Church Pension Group | Affordable Care Act

The Good Steward

The Affordable Care Act: What Every Nonprofit Should Know

October, 2020

The Patient Protection and Affordable Care Act (Affordable Care Act, or ACA (also called Obamacare)) has been in effect for about a decade now. The ACA includes provisions that impose assessments on larger employers unless they offer affordable healthcare benefits that provide minimum value to full-time employees and their children.

Various adjustments have been made to the ACA during its existence, and it’s important that all organizations, including not-for-profits, keep up with its mandates to ensure that they are in compliance.

The ACA’s Employer Shared Responsibility Provisions affect nonprofits and/or religious organizations deemed “applicable large employers,” those with 50 or more full-time employees. If your organization has a smaller workforce, then it may be exempt. For purposes of determining whether your organization is large, medium or small, a 30-hour work week is considered full-time and a part-time employee counts as part of a full-time employee based on the number of hours worked.

Here are three important points that religious organizations should know:

  1. Large nonprofits have more requirements.

If your organization has 50 or more full-time employees and doesn’t offer affordable and minimum essential coverage to all of its full-time employees, it may incur an Employer Shared Responsibility Payment. The calculation varies based on a number of factors, including the number of full-time employees eligible for such coverage. You should direct your concerns about whether your organization may be subject to this payment to legal counsel and/or tax accountants.

* [Extracted data]
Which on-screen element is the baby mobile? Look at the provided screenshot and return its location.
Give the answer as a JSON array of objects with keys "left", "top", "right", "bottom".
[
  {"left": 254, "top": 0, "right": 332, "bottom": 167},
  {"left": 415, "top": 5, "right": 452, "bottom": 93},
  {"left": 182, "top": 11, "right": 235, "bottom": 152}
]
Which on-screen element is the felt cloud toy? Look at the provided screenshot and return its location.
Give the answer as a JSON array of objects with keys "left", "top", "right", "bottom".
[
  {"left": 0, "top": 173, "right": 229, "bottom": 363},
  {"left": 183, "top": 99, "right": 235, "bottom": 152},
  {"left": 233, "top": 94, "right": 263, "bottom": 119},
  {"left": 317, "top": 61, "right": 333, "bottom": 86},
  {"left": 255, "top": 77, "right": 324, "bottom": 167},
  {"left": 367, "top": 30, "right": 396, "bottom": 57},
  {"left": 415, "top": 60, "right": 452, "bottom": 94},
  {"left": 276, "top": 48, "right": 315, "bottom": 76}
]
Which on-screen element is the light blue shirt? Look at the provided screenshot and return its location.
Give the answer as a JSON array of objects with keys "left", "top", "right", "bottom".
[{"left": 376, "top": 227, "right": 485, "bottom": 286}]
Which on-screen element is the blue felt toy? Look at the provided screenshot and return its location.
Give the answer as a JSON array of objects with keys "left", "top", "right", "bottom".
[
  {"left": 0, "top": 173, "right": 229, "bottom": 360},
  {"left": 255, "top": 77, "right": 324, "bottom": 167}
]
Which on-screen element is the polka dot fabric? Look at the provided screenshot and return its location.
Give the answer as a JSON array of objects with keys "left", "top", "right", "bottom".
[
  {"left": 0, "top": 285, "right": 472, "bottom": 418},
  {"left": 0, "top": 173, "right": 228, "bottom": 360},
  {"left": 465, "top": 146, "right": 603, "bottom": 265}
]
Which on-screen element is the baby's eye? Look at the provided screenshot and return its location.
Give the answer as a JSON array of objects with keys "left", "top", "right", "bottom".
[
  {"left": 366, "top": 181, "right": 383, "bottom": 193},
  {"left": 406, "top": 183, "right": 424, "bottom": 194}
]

* [Assignment 1] Translate this sentence from the Affordable Care Act article into Spanish: "If your organization has a smaller workforce, then it may be exempt."
* [Assignment 2] Resume the Affordable Care Act article after its last sentence.

* [Response 1] Si su organización tiene una plantilla más pequeña, entonces puede estar exenta.

* [Response 2]
  1. Minimum value can be calculated.

In order to be in compliance, the offered health insurance plan should cover “at least 60% of medical services for a standard population,” and its benefits should “include substantial coverage of physician and inpatient hospital services,” according to Healthcare.gov.  Most plans that provide hospitalization and major medical coverage meet this requirement.

  1. Affordability should be taken into account.

According to the Internal Revenue Service, “[e]mployer-provided coverage is considered affordable…if the employee required contribution is no more than 9.5% (as adjusted) of that employee’s household income.”

Because employers may not know their employees’ total household incomes, there are three “safe harbors” employers can use to determine affordability.

The ACA Employer Shared Responsibility Provisions are complex, and the information provided here does not cover the intricacies. Be sure to consult with appropriate professional experts if you have questions regarding what your nonprofit is required to supply and for what tax incentives it is eligible.